*** Supplied material
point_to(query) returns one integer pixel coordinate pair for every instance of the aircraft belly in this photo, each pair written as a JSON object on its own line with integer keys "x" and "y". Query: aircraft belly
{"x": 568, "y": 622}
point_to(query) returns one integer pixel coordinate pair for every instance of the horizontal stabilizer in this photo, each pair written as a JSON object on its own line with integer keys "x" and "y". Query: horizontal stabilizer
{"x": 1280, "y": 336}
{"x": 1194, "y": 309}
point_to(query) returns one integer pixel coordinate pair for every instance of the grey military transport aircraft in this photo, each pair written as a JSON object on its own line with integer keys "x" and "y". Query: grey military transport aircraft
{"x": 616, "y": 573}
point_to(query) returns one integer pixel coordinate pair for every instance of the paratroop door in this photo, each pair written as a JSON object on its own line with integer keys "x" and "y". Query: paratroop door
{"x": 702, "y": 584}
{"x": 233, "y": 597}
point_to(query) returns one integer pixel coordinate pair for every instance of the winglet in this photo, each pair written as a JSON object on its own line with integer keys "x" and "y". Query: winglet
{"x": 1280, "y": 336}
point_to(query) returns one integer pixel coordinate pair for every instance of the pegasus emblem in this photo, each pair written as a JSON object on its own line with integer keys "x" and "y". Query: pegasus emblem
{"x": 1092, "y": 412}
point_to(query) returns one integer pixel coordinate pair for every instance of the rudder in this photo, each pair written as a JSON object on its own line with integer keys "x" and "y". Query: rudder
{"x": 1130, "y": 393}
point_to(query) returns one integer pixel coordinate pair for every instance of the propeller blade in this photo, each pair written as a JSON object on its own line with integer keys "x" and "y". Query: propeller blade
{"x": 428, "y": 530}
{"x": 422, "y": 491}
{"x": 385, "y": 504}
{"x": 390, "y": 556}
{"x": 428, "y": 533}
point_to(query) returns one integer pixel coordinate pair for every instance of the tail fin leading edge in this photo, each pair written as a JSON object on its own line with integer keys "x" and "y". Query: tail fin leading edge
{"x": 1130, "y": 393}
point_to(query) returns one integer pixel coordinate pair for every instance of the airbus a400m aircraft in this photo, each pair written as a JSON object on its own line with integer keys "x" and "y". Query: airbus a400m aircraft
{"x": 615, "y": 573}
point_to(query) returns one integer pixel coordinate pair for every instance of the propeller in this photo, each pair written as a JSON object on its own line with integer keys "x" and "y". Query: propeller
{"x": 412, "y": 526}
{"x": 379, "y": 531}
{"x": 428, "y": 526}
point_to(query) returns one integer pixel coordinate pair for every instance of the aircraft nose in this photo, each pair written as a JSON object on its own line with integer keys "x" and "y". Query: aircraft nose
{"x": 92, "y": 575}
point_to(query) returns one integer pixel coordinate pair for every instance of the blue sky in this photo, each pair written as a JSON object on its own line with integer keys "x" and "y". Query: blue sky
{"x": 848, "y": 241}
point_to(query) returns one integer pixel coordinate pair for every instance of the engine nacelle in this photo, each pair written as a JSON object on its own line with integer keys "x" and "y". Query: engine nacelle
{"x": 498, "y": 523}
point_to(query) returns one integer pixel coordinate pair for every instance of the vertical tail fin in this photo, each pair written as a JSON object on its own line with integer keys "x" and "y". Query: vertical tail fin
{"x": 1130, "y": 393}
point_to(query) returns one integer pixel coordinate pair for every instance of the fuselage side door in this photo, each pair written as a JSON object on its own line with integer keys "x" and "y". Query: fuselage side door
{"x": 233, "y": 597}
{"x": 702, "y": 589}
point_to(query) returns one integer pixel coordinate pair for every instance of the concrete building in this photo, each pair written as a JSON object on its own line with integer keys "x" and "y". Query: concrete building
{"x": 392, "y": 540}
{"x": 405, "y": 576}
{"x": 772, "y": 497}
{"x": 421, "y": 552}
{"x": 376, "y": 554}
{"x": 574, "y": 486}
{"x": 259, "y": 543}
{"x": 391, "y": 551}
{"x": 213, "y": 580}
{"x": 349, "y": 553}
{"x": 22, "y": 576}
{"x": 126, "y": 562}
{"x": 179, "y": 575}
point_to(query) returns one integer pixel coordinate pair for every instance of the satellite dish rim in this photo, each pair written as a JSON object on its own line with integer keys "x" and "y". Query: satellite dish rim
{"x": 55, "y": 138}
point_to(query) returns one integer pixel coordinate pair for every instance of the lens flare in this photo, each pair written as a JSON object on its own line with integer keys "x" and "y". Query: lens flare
******
### Work to do:
Rewrite the records above, replacing every "integer keys" with "numeric keys" and leaving everything else unchanged.

### Finished answer:
point_to(query) returns one integer pixel coordinate pair for every instance of the aircraft belly in this photo, each pair written as a JSON object on its own line with numeric keys "x" and "y". Query: aircraft belly
{"x": 568, "y": 622}
point_to(query) returns one integer pixel coordinate pair for every instance of the horizontal stabilizer in this photo, each pair written as a JSON object on its own line with numeric keys "x" and "y". Query: horizontal stabilizer
{"x": 1280, "y": 336}
{"x": 1194, "y": 309}
point_to(query) returns one integer pixel coordinate pair for every instance of the grey military transport aircraft in this photo, each pair written as a JSON object on its own line with numeric keys "x" and "y". Query: grey military transport aircraft
{"x": 616, "y": 573}
point_to(query) returns one integer pixel coordinate pair for every instance of the paratroop door in this photo, each pair written as a JSON object on its own line with numeric keys "x" and "y". Query: paratroop door
{"x": 702, "y": 584}
{"x": 233, "y": 597}
point_to(query) returns one integer pixel coordinate pair for every instance of the winglet in this photo, each pair written as a JSON object on its own line with numeric keys "x" and "y". Query: winglet
{"x": 1280, "y": 336}
point_to(query) returns one integer pixel coordinate pair for every instance of the pegasus emblem in this photo, each pair written as a JSON object on its own line with numeric keys "x" and "y". Query: pegasus emblem
{"x": 1092, "y": 412}
point_to(query) returns one integer pixel coordinate pair for every instance of the rudder in this photo, each pair written as a JSON object on its own line with numeric keys "x" and "y". Query: rudder
{"x": 1130, "y": 393}
point_to(query) returns one integer pixel coordinate pair for every instance of the propeller blade in this photo, each pair written as a JSON object on its own line with numeric keys "x" and "y". Query: propeller blade
{"x": 428, "y": 530}
{"x": 422, "y": 491}
{"x": 385, "y": 504}
{"x": 390, "y": 556}
{"x": 428, "y": 533}
point_to(query) returns one integer pixel coordinate pair for every instance of the tail fin leading edge in this photo, each pair written as a JSON object on its own line with numeric keys "x" and "y". Query: tail fin leading edge
{"x": 1130, "y": 393}
point_to(query) returns one integer pixel coordinate pair for every instance of the airbus a400m aircraft in this photo, each pair written as a JSON object on its own line with numeric keys "x" and "y". Query: airbus a400m aircraft
{"x": 615, "y": 573}
point_to(query) returns one integer pixel coordinate pair for every instance of the propeller in this photo, each pair written as a JSON object on its own line with numeric keys "x" and "y". Query: propeller
{"x": 412, "y": 526}
{"x": 379, "y": 531}
{"x": 428, "y": 526}
point_to(query) returns one integer pixel coordinate pair for every instance of the aircraft nose in this photo, each pair written as a JSON object on its own line with numeric keys "x" and "y". Query: aircraft nose
{"x": 92, "y": 575}
point_to(query) returns one integer pixel coordinate pair for every instance of the blue sky in this photo, each pair written as a JSON object on its own line with numeric keys "x" and "y". Query: blue sky
{"x": 848, "y": 241}
point_to(query) returns one integer pixel coordinate pair for every instance of the engine nacelle in this photo, each pair written as a JSON object on its own line with numeric keys "x" and "y". Query: engine nacelle
{"x": 498, "y": 523}
point_to(query) returns one integer pixel coordinate pair for every instance of the vertical tail fin in this photo, each pair written as a JSON object on its own line with numeric keys "x" and "y". Query: vertical tail fin
{"x": 1130, "y": 393}
point_to(query) returns one integer pixel coordinate pair for every instance of the fuselage side door in this photo, each pair written as a JSON object on its own line with numeric keys "x" and "y". Query: fuselage side door
{"x": 233, "y": 597}
{"x": 702, "y": 589}
point_to(query) returns one integer pixel coordinate pair for every instance of the concrete building in this photo, each pair written as a JSON object on its own line with numeric keys "x" and "y". Query: concrete building
{"x": 392, "y": 540}
{"x": 405, "y": 576}
{"x": 772, "y": 497}
{"x": 421, "y": 552}
{"x": 376, "y": 554}
{"x": 574, "y": 486}
{"x": 259, "y": 543}
{"x": 391, "y": 551}
{"x": 213, "y": 580}
{"x": 349, "y": 553}
{"x": 22, "y": 576}
{"x": 126, "y": 562}
{"x": 179, "y": 575}
point_to(query) returns one integer pixel coordinate pair for every instance of the satellite dish rim in this photo, each pair written as a JSON object on its own line with numeric keys "x" and "y". Query: satellite dish rim
{"x": 55, "y": 138}
point_to(query) returns one integer pixel coordinate pair for every instance of the lens flare in this photo, each pair written as a JSON object on its own line with numeric keys "x" and "y". Query: lens flare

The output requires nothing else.